-- Passage to read follows --

Rosetta Genomics Selects PCR as Platform for its microRNA-based Diagnostics to be Launched in 2008
Rosetta Genomics, Ltd. has announced that it has selected the technological platform for its line of microRNA-based diagnostic products, the first of which are expected to launch in 2008.
The company has licensed the MGB Probe technology from Nanogen, Inc. The licensing deal will allow Rosetta Genomics to combine the technical performance advantages of Nanogen's MGB Probe technology with the Company's own proprietary microRNA biomarkers to create a line of quantitative real-time PCR diagnostic tests.
Leveraging microRNAs' tissue specificity and involvement in the regulation of a large number of human genes, Rosetta Genomics has identified specific microRNA signatures that it believes will allow for accurate diagnosis of various cancers.
The Company expects the following three tests to launch in 2008:
• Differentiating squamous from non squamous lung cancer - As current targeted therapy for lung cancer can cause hemorrhaging in squamous cell lung cancer patients, differentiating between the cancer types is critical. Rosetta Genomics has identified several microRNA biomarkers that may allow for sensitive and specific identification of squamous cell carcinoma.

-- Passage to read concluded --
-- Given entries follows --

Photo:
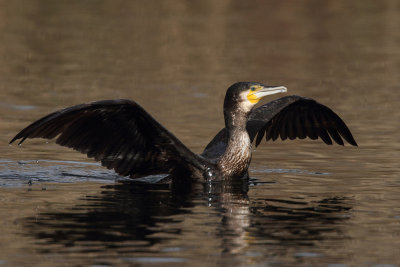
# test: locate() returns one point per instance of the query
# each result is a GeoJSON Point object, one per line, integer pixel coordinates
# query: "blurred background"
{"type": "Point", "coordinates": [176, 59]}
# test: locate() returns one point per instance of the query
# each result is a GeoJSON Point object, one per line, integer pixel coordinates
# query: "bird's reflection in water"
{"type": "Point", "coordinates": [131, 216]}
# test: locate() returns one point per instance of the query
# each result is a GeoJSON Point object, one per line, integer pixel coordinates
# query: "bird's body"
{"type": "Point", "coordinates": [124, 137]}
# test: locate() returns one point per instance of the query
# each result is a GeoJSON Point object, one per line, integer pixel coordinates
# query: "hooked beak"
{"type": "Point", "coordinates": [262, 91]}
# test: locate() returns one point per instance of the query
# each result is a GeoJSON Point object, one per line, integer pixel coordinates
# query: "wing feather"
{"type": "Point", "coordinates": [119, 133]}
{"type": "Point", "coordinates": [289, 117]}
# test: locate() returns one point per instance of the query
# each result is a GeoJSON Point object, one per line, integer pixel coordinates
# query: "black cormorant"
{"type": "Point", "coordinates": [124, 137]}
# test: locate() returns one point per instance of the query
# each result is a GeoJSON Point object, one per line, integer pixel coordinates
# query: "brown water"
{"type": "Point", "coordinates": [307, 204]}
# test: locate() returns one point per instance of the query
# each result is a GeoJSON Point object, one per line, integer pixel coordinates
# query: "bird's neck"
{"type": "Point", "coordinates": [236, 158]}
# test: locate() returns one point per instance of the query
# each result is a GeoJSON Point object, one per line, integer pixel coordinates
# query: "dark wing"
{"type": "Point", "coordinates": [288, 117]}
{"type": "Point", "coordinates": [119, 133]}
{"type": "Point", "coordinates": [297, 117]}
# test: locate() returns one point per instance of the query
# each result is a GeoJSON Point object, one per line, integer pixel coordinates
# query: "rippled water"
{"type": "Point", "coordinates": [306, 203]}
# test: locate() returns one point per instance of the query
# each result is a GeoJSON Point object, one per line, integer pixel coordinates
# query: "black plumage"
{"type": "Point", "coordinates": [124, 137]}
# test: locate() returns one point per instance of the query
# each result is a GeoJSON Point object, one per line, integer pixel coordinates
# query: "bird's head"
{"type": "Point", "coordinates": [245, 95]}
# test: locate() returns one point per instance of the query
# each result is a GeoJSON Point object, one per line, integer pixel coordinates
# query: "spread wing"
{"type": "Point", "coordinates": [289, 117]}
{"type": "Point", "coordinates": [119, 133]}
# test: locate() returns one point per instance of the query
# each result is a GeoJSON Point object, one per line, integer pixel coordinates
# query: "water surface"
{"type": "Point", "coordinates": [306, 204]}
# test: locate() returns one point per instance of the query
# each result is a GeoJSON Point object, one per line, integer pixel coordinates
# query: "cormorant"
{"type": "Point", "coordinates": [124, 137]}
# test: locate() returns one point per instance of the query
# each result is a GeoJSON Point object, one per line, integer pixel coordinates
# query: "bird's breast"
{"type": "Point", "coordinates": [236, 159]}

-- Given entries concluded --

**Actions to take:**
[1] In the Rosetta Genomics article above, from which company did Rosetta Genomics license the MGB Probe technology?
[2] Copy the text of the Rosetta Genomics article between "Leveraging microRNAs' tissue" and "squamous cell carcinoma.", inclusive.

**Per-task answers:**
[1] Nanogen, Inc.

[2]
Leveraging microRNAs' tissue specificity and involvement in the regulation of a large number of human genes, Rosetta Genomics has identified specific microRNA signatures that it believes will allow for accurate diagnosis of various cancers.
The Company expects the following three tests to launch in 2008:
• Differentiating squamous from non squamous lung cancer - As current targeted therapy for lung cancer can cause hemorrhaging in squamous cell lung cancer patients, differentiating between the cancer types is critical. Rosetta Genomics has identified several microRNA biomarkers that may allow for sensitive and specific identification of squamous cell carcinoma.